+++ ENTRIES SHOWN +++
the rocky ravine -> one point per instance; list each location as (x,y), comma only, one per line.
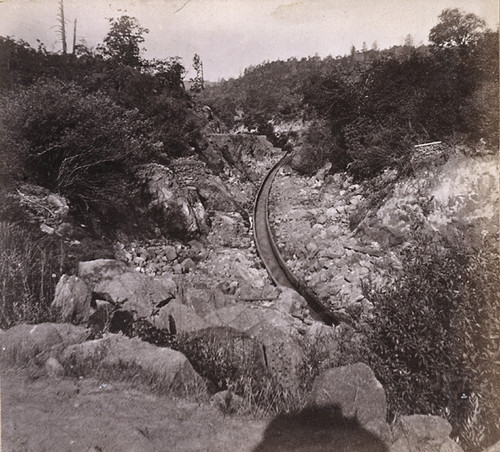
(213,290)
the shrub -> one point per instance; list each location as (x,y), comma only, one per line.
(29,269)
(433,336)
(80,145)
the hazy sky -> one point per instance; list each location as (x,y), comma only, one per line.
(230,35)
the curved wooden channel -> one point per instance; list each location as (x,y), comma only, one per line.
(270,255)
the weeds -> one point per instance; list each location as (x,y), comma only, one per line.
(29,270)
(434,336)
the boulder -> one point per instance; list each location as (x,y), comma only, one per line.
(284,356)
(72,299)
(226,401)
(356,391)
(116,354)
(134,291)
(272,328)
(423,434)
(225,355)
(24,343)
(494,448)
(100,270)
(53,368)
(203,301)
(291,302)
(177,210)
(184,319)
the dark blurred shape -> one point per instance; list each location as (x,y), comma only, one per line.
(316,429)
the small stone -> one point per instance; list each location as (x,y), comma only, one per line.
(170,253)
(54,368)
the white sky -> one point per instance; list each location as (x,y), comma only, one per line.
(231,35)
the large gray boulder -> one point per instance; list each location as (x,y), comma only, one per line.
(72,299)
(134,291)
(120,356)
(177,209)
(34,343)
(275,330)
(184,318)
(225,355)
(422,433)
(356,391)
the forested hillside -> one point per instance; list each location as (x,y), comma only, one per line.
(127,212)
(369,109)
(78,123)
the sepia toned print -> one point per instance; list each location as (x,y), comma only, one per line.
(249,225)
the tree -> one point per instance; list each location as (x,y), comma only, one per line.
(62,26)
(409,41)
(122,43)
(457,29)
(198,81)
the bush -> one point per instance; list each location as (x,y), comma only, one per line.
(30,267)
(433,337)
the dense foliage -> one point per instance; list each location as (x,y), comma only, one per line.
(374,106)
(433,336)
(78,124)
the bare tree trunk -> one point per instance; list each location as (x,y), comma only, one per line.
(74,37)
(62,26)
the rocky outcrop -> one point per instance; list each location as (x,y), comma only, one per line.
(357,392)
(180,317)
(177,210)
(275,330)
(72,299)
(122,357)
(42,207)
(225,355)
(420,433)
(132,290)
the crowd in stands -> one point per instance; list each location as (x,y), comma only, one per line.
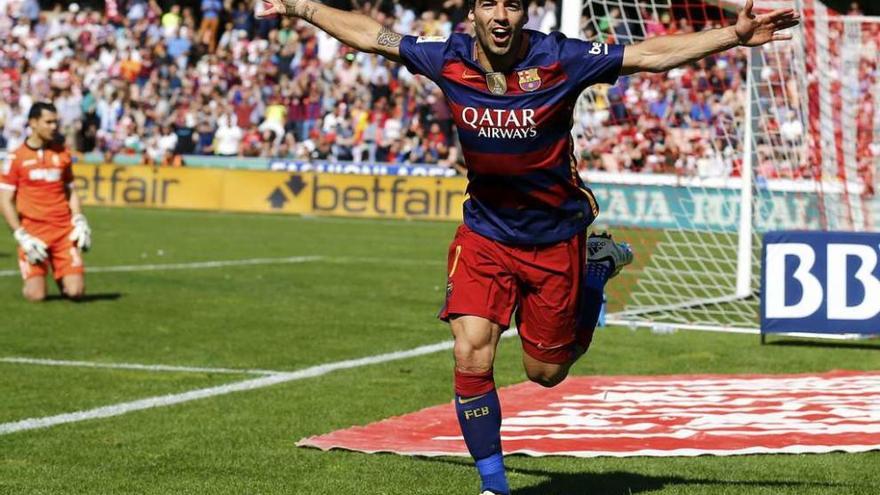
+++
- **DIRECTIONS FOR THIS TASK**: Show each line of the data above that contains the word "tree". Matching is case-sensitive.

- **RESULT FOR THIS TASK**:
the tree -> one point per instance; list each location as (x,y), comma only, one per line.
the bare tree trunk -> one point per instance; list each location as (x,y), comma only, one per line.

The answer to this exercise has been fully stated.